# start of EXCERPT TO READ

Is Cinema Sins Film Criticism?

We don't have the time to have an in-depth discussion on the purpose of art criticism and the difference between commercial and academic writings, so for the sake of simplicity let's begin by defining film criticism as a piece of work reacting to and analyzing a movie.

When it started, Cinema Sins was part of what felt like a new wave of film criticism that moved beyond academic essays and even traditional reviews (written or video) into a sort of internet-defined form. This is why they're so often compared (and mistaken) for Honest Trailers; Screen Junkies' banner series rose to prominence at a similar time (HT a few months earlier) and each boasted a distinct voiceover gimmick. They even did a crossover event for The Amazing Spider-Man 2 where Sins did the Honest Trailer and SJ the Sins.

There is a major difference in the two companies right from inception, though. Whereas Sins is the product of friends chasing a single idea, Screen Junkies is a subsidiary of Defy Media that set out to explicitly build its brand; go back to the start of the channel and you find a slew of playful movie-themed videos attempting to tap into the zeitgeist, with Honest Trailers emerging as a success almost by accident after a single video mocking the 3D re-release of The Phantom Menace. And while SJ has since evolved into a massive network with multiple shows, a second news channel (formerly Clevver Movies) and a paid subscription service, as well as fan meetups and SDCC events, Sins remains at its core the same thing; they actually have more subscribers, but that only highlights the different types of success the pair get.

We've made such a point of the Honest Trailer parallels because despite being disconnected, in the early days they each elevated the other, creating this new brand of criticism infused with humor and a balance of traditional film theory observations and more nitpicky, nerd-focused ideas; the sort of things that movie fans would notice and mock incessantly yet never allowed to take away from the film. Take the obvious stunt double in Terminator 2: Judgement Day - it's clearly not Arnie but that doesn't take away from the film (although, perhaps in reaction to this culture, James Cameron has fixed it for the 3D re-release).

What Cinema Sins (Or Its Viewers) May Be Missing

And here's where the problems with Cinema Sins come in. The way they're presented is as complete, pure criticism but they only do the first step of our definition - react to the films. There's no analysis - the best we get is an interesting comment that reduces the Sin count - and so by itself never goes beyond basic, often empty observations.

This is where the length changes have had a concerted impact. A two-minute video mocking the silly moments of Marc Webb's Spider-Man reboot - essentially an energized version of IMDb's goof list - is fun but when it's ten times the length and the substance is the same we get a contradiction. It's too long to justify the lightness, so appears to be attempting to be of more worth than it perhaps is. The Sin counter doesn't help either; as already established, it's intentionally broken, but in an age of film fandom dominated by quantifying quality (see the prevalence of Rotten Tomatoes despite everyone knowing its failings) gets more onus that it deserves.

If not criticism, then what is Cinema Sins? As Vogt-Roberts has stated it's hard to call satire as there's nothing to be satirizing except the concept of obsessive fandom, and if that is the goal then it's a far too involved joke that misses the point of dissection. At best it's still in that firm light comedy arena - a nerd-inspired nitpick orgy - taking us back to their "people who don't understand sarcasm" defense from 2013. With that in mind, they're delivering on their promise.

# end of EXCERPT TO READ

[SET TASK A]:
Return the passage of the Cinema Sins article from "If not criticism, then" to "on their promise.".
[SET TASK B]:
According to the Cinema Sins article, which company is Screen Junkies a subsidiary of?
The records that come next have no connection to the Cinema Sins article.

# start of INFORMATION SUPPLIED

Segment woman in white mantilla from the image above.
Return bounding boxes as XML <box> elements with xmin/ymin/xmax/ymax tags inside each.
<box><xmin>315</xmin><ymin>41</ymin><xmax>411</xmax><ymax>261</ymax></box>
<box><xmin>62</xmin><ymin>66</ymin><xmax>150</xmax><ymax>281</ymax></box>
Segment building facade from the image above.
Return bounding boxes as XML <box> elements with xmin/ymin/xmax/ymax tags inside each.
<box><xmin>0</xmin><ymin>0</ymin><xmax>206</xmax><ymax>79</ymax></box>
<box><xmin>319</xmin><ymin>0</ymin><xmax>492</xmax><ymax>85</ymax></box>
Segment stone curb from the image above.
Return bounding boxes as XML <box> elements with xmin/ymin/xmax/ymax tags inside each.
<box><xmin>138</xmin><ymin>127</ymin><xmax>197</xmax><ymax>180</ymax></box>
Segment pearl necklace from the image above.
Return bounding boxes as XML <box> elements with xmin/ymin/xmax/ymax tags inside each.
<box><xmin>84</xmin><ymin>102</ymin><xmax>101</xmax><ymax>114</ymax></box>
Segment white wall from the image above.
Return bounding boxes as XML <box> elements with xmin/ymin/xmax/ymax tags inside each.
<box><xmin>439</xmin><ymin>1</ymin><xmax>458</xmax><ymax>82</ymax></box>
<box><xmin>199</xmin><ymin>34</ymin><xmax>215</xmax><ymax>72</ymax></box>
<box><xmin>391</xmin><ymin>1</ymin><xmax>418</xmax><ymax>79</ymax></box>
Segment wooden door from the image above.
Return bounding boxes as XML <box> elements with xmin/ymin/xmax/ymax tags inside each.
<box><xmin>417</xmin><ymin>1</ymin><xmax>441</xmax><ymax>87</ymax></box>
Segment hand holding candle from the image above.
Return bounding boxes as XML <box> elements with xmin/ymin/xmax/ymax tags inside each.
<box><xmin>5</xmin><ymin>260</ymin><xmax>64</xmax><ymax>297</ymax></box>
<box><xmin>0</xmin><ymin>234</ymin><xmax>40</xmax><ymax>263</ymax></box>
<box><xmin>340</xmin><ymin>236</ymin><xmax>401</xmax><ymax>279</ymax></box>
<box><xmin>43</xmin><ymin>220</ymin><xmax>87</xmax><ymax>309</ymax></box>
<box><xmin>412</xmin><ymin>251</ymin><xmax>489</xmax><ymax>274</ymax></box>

# end of INFORMATION SUPPLIED

[ANSWER A]:
If not criticism, then what is Cinema Sins? As Vogt-Roberts has stated it's hard to call satire as there's nothing to be satirizing except the concept of obsessive fandom, and if that is the goal then it's a far too involved joke that misses the point of dissection. At best it's still in that firm light comedy arena - a nerd-inspired nitpick orgy - taking us back to their "people who don't understand sarcasm" defense from 2013. With that in mind, they're delivering on their promise.

[ANSWER B]:
Defy Media